● Extrait du texte

Du vernaculaire en photographie, par Clément  Chéroux, historien de l’art

« La photographie vernaculaire est un ensemble qui doit pouvoir aussi bien contenir les images des amateurs, que celles prises par les scientifiques, les policiers, les militaires, les agents d’assurance – c’est-à-dire toute la photographie documentaire -, mais aussi des clichés de presse, de mode, de mariage, ou encore les portraits d’identité, les radiographies, les objets photographiques et bien d’autres exemples des multiples applications du médium. » (Clément Chéroux)

Quelle bonne idée de republier, onze après une première édition essentielle, Vernaculaires, de Clément Chéroux, livre composé d’essais d’histoire de la photographie concernant cette notion souvent mal comprise, ou d’une façon trop restrictive.

Diffusées d’abord dans des ouvrages collectifs, ces réflexions sur le vernaculaire sont placées malicieusement sous l’autorité de James Agee (Pour l’amour de Dieu, ne pensez pas à ceci comme de l’art), d’André Derain (J’ai beaucoup appris à regarder un marin repeindre son bateau) et de Champfleury (Il n’y a pas de pauvres images pour des yeux curieux).

Rappelant l’origine latine de ce terme (verna signifie « esclave », servile, domestique, utile), Clément Chéroux observe qu’il faut attendre les années 1940 et les travaux de l’universitaire américain John Atlee Kouwenhove, qui a beaucoup regardé l’œuvre de Walker Evans, pour que ce mot migre du vocabulaire de l’architecture à celui de la culture, l’associant, contre l’élitaire, au domaine du populaire, du commun, du démocratique.

Seront dites vernaculaires les images utilitaires, domestiques ou populaires (ces critères peuvent s’additionner) ayant quitté leur milieu d’origine pour atteindre la sphère culturelle, devenant « l’autre de l’art », tendant ainsi un miroir à ce que les instances de légitimation (critiques, revues, galeries, universités, musées) considèrent comme tel.  

Laszlo Moholy-Nagy, Man Ray, Berenice Abbott (qui acheta, le sauvant, le fonds Atget), Lee Friedlander (qui acheta les clichés des prostituées de Storyville réalisées par Ernest Joseph Bellocq) et Martin Parr sont cités pour leur clairvoyance quant à l’importance de ces photographies parfois désignées superficiellement comme sans qualité.

Des artistes contemporains comme Bernd et Hilla Becher, Christian Boltanski, Elad Lassry et Jeff Guess – liste minimale – ont notamment puisé dans le réservoir de formes et de pratiques du vernaculaire pour élaborer leurs propres œuvres.

● Objectif de l’exercice
Dans l’extrait sur la photographie vernaculaire, de quel vocabulaire le mot « vernaculaire » a-t-il migré vers celui de la culture ?

● Données fournies

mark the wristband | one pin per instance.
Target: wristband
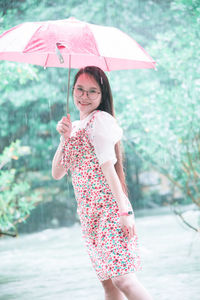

● Solution proposée
Du vocabulaire de l’architecture.